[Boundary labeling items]
:::::
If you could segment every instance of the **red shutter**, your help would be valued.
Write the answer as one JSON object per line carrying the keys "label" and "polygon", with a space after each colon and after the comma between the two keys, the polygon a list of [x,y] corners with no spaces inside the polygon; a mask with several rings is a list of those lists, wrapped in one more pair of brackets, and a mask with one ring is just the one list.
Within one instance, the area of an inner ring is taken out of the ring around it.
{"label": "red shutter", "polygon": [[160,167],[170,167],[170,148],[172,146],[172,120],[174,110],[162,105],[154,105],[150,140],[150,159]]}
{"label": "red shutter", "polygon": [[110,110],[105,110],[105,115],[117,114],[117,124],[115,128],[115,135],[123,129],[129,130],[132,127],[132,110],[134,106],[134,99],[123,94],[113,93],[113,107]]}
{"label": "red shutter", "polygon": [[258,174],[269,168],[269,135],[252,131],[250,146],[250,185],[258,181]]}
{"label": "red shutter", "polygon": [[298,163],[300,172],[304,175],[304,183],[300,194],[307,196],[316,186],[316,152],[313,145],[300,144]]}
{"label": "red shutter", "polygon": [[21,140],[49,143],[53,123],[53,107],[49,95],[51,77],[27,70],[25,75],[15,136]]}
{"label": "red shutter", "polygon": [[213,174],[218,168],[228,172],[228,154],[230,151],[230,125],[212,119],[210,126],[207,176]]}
:::::
Please recast each line of the material above as a Markdown table, leaving out blank lines. Use two columns: "Number" for the row number and "Line" for the line.

| Number | Line |
|---|---|
| 1 | If you could segment every instance of the **red shutter**, your help would be valued. |
| 2 | Write the answer as one JSON object per line carrying the keys "label" and "polygon", with a space after each colon and after the comma between the two keys, the polygon a list of [x,y] corners with no spaces inside the polygon; a mask with several rings is a list of those lists, wrapped in one more pair of brackets, and a mask with one ring is just the one list. |
| 3 | Within one instance, the area of an inner ring is taken out of the ring around it. |
| 4 | {"label": "red shutter", "polygon": [[160,167],[170,167],[170,148],[172,146],[172,120],[174,110],[162,105],[154,105],[150,140],[150,159]]} |
| 5 | {"label": "red shutter", "polygon": [[110,110],[105,110],[105,115],[117,114],[117,124],[115,128],[115,135],[123,129],[129,130],[132,127],[132,110],[134,106],[134,99],[123,94],[113,93],[113,107]]} |
| 6 | {"label": "red shutter", "polygon": [[258,174],[269,168],[269,135],[252,131],[250,146],[250,185],[258,181]]} |
| 7 | {"label": "red shutter", "polygon": [[298,163],[300,172],[304,175],[304,183],[300,194],[307,196],[316,186],[316,152],[313,145],[300,144]]} |
| 8 | {"label": "red shutter", "polygon": [[21,140],[49,143],[53,123],[53,107],[49,95],[51,77],[27,70],[25,75],[15,136]]} |
| 9 | {"label": "red shutter", "polygon": [[213,174],[218,168],[228,172],[228,154],[230,151],[230,125],[212,119],[210,126],[207,176]]} |